→ **WHAT YOU SHOULD DO**:
Could you return, exactly as written, only the lines from the one holding "of the rein" through the final line of the records below?

→ **Natural language region descriptions**:
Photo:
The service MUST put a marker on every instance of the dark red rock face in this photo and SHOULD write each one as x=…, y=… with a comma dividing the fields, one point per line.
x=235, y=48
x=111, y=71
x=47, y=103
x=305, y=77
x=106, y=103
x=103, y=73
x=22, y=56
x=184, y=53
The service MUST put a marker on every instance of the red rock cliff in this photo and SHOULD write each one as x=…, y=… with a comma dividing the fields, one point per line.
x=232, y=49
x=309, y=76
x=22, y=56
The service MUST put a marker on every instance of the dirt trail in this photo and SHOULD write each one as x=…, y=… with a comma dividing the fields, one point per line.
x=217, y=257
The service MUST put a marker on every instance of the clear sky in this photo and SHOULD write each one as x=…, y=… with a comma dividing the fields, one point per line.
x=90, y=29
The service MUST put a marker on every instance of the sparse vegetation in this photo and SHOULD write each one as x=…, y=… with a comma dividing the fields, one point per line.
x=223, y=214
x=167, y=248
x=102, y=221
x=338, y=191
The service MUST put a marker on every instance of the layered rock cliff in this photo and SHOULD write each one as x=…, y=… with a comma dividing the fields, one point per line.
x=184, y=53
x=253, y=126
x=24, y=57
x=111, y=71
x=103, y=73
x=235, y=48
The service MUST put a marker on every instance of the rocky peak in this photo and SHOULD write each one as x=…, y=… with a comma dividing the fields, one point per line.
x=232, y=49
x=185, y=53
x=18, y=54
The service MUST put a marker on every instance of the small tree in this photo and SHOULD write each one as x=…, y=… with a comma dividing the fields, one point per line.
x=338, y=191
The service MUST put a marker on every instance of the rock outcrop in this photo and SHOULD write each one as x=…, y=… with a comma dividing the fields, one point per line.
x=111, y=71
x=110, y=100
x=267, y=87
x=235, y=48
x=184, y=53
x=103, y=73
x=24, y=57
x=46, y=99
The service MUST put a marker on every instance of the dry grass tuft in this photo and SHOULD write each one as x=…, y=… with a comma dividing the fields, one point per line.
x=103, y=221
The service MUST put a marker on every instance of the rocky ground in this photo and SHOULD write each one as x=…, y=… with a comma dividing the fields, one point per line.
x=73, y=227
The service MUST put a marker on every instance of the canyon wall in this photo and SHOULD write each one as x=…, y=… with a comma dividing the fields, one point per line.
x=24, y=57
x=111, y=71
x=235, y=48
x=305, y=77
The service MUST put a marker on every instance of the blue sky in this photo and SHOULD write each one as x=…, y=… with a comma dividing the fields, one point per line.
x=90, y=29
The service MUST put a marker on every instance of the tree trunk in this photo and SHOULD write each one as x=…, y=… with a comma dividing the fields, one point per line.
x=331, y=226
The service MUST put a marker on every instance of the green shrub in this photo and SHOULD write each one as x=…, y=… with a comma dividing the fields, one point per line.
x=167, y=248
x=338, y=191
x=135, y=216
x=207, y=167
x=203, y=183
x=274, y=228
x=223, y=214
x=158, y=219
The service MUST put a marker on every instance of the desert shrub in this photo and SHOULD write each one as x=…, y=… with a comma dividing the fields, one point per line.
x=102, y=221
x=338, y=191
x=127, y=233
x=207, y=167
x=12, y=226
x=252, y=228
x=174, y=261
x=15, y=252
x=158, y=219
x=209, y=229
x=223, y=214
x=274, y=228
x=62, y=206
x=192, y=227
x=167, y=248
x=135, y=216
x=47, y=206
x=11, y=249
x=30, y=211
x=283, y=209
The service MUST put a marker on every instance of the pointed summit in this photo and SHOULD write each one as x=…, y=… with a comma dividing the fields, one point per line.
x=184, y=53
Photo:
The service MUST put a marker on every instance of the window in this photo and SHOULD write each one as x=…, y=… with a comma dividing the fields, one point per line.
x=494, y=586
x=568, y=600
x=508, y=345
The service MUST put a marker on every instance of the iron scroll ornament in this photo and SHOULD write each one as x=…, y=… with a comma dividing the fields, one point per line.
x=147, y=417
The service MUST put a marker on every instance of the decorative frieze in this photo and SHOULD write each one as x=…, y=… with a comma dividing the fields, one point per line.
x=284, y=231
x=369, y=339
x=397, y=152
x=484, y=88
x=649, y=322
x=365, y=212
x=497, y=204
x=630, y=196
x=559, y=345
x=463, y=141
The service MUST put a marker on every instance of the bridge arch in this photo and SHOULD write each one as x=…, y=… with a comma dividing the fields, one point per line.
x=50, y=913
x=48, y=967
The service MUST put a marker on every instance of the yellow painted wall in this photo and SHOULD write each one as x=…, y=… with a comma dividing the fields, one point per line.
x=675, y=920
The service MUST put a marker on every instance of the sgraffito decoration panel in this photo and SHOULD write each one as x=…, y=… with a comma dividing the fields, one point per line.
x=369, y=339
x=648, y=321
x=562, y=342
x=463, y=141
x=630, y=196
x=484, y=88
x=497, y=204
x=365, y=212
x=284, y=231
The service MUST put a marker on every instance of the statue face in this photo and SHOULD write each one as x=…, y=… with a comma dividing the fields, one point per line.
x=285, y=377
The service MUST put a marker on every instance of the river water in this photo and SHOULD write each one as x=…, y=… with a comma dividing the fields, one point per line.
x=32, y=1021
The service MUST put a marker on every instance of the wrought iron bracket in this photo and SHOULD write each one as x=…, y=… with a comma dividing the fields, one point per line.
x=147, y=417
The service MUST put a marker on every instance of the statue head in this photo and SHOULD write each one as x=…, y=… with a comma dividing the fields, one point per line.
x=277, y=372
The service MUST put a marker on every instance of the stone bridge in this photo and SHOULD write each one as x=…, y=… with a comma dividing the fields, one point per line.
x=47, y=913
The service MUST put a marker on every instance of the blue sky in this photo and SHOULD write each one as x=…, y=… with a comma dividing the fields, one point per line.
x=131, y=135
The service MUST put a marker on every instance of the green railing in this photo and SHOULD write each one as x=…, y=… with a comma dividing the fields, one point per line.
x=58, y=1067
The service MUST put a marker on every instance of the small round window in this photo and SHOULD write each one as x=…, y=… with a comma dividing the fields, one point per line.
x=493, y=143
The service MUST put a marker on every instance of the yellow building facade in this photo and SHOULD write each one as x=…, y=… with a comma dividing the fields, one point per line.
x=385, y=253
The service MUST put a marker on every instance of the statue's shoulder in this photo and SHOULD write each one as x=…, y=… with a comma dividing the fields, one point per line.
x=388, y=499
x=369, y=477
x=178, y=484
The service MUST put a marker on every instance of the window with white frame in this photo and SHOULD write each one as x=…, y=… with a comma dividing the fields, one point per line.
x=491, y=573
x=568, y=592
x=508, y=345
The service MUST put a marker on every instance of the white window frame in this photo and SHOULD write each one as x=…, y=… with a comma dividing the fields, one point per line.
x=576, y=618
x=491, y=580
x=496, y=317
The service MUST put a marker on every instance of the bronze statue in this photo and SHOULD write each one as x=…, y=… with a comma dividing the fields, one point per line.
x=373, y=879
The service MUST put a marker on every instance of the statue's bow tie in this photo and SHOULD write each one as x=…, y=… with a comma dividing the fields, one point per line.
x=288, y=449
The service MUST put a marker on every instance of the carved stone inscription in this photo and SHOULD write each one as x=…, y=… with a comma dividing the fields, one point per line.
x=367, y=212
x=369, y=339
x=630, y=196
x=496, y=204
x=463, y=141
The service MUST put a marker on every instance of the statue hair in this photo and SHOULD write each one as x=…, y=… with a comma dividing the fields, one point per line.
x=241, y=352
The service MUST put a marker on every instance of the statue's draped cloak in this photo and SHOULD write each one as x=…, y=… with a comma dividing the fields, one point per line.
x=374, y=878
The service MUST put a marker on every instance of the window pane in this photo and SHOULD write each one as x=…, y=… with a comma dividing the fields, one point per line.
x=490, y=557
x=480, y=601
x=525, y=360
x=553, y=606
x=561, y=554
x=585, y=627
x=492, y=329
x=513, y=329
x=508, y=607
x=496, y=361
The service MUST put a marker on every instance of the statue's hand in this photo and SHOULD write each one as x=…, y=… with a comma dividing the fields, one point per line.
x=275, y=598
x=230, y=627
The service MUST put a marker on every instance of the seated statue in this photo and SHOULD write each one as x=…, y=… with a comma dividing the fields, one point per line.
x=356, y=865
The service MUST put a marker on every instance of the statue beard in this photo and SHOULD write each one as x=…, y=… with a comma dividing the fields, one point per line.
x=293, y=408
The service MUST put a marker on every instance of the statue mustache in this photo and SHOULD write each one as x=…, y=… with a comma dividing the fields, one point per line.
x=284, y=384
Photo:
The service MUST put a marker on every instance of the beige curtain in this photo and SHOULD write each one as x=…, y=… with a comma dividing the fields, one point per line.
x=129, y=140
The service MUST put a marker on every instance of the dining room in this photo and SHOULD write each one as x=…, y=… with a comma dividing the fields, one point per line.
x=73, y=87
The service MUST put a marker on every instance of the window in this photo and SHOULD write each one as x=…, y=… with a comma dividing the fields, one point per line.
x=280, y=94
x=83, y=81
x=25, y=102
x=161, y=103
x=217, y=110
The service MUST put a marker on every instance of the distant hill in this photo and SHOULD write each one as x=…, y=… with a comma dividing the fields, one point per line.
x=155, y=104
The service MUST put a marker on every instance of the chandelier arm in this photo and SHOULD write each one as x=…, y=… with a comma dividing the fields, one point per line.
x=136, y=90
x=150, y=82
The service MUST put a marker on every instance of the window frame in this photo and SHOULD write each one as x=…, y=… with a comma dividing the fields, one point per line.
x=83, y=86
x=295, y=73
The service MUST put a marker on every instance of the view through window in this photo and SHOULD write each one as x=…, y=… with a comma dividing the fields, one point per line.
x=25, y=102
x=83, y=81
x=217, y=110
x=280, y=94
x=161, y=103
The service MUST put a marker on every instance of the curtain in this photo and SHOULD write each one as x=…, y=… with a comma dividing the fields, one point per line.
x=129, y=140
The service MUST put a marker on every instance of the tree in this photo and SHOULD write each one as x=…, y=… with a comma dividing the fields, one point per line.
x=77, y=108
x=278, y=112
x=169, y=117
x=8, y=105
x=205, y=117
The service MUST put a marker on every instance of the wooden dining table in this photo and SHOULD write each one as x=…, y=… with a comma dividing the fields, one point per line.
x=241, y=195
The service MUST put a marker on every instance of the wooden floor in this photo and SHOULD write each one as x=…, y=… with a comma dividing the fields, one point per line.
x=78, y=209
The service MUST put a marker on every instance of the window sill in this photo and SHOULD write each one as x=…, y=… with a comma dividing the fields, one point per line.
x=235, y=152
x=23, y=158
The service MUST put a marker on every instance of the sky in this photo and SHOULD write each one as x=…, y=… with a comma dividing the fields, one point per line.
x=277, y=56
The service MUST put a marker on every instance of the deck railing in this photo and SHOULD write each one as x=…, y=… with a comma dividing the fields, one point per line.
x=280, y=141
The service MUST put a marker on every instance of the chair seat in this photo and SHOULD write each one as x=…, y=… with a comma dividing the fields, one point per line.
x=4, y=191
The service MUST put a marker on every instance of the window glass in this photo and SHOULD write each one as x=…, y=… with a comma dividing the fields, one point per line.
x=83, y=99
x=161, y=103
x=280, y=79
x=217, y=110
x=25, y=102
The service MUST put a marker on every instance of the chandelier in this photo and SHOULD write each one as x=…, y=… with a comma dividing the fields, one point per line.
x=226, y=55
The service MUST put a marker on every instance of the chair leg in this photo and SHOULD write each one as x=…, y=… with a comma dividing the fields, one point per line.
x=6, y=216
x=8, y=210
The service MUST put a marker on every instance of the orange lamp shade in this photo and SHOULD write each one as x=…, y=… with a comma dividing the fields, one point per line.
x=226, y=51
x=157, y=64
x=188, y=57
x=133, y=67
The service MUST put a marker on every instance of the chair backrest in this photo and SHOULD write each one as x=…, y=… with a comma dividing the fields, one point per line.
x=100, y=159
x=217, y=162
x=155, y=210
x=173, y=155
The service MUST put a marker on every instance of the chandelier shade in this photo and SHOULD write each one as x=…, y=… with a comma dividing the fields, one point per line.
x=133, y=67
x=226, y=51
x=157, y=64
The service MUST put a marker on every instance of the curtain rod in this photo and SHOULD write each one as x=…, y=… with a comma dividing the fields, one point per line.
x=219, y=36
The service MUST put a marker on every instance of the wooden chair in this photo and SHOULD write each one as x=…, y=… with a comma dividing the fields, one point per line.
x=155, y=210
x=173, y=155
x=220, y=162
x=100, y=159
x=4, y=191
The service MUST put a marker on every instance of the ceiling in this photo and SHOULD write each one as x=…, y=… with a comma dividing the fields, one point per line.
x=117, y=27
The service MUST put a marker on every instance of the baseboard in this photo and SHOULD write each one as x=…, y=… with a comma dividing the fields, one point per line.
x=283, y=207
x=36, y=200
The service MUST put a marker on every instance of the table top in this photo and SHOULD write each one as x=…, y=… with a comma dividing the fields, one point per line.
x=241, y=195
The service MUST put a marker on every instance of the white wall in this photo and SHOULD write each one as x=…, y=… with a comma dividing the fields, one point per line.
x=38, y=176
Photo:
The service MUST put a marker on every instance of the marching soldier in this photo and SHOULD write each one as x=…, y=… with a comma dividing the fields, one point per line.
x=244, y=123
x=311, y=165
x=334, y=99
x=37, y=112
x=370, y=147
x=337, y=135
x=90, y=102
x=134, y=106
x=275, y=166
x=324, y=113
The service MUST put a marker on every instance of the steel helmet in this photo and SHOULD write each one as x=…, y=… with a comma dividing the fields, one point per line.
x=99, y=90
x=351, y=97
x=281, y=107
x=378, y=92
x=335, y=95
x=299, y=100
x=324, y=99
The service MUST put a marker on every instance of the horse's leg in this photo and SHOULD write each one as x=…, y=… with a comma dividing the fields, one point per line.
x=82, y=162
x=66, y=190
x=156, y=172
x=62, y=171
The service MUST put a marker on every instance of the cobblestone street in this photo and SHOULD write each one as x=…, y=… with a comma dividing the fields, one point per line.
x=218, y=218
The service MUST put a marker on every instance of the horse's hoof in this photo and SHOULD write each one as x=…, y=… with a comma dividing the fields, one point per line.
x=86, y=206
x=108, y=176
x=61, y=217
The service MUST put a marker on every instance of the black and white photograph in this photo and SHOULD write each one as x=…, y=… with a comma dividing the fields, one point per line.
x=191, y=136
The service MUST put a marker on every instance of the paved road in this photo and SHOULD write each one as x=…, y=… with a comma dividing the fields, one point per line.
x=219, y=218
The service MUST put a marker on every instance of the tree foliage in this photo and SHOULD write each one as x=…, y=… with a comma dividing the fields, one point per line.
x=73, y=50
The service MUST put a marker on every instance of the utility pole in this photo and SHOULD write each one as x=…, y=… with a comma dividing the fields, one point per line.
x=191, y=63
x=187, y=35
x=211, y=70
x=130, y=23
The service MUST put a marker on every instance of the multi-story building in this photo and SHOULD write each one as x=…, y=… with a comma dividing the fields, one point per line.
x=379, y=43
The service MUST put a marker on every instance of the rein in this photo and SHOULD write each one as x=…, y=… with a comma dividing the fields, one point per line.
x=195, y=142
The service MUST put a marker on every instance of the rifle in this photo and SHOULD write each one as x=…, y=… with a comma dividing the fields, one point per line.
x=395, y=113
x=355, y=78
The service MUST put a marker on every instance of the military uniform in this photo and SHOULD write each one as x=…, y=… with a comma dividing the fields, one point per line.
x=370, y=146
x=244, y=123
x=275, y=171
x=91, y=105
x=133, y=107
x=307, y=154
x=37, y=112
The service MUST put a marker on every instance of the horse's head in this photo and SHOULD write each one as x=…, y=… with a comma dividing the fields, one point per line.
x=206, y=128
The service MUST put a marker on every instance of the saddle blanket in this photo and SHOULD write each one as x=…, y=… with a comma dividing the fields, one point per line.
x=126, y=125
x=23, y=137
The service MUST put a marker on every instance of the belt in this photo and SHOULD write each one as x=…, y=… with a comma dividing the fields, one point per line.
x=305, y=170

→ **RESULT**:
The service MUST put a marker on every instance of the rein in this photo and SHOULD write each one as x=…, y=… with a comma dividing the fields, one point per line.
x=195, y=142
The service MUST put a marker on every instance of the rifle in this photo and SHOULD write each one as x=…, y=… with a comma dividing the fields, one point per line.
x=395, y=113
x=355, y=78
The service MUST put a marker on every instance of the military uniform in this photo and SHOULD write each one as x=…, y=… with a comma dividing the fields, one point per line.
x=370, y=146
x=244, y=123
x=275, y=171
x=91, y=105
x=133, y=107
x=307, y=154
x=37, y=112
The service MUST put a marker on every instance of the horse's head in this photo and SHOULD write each one as x=…, y=… with a comma dividing the fields, one point per line.
x=206, y=128
The service MUST put a marker on every instance of the saddle blanket in this photo and SHOULD write each one as x=…, y=… with a comma dividing the fields, one point per line.
x=126, y=125
x=23, y=137
The service MUST put a marker on every instance of the belt in this photo and SHOULD write each one as x=…, y=… with a comma dividing the fields, one point per line.
x=305, y=170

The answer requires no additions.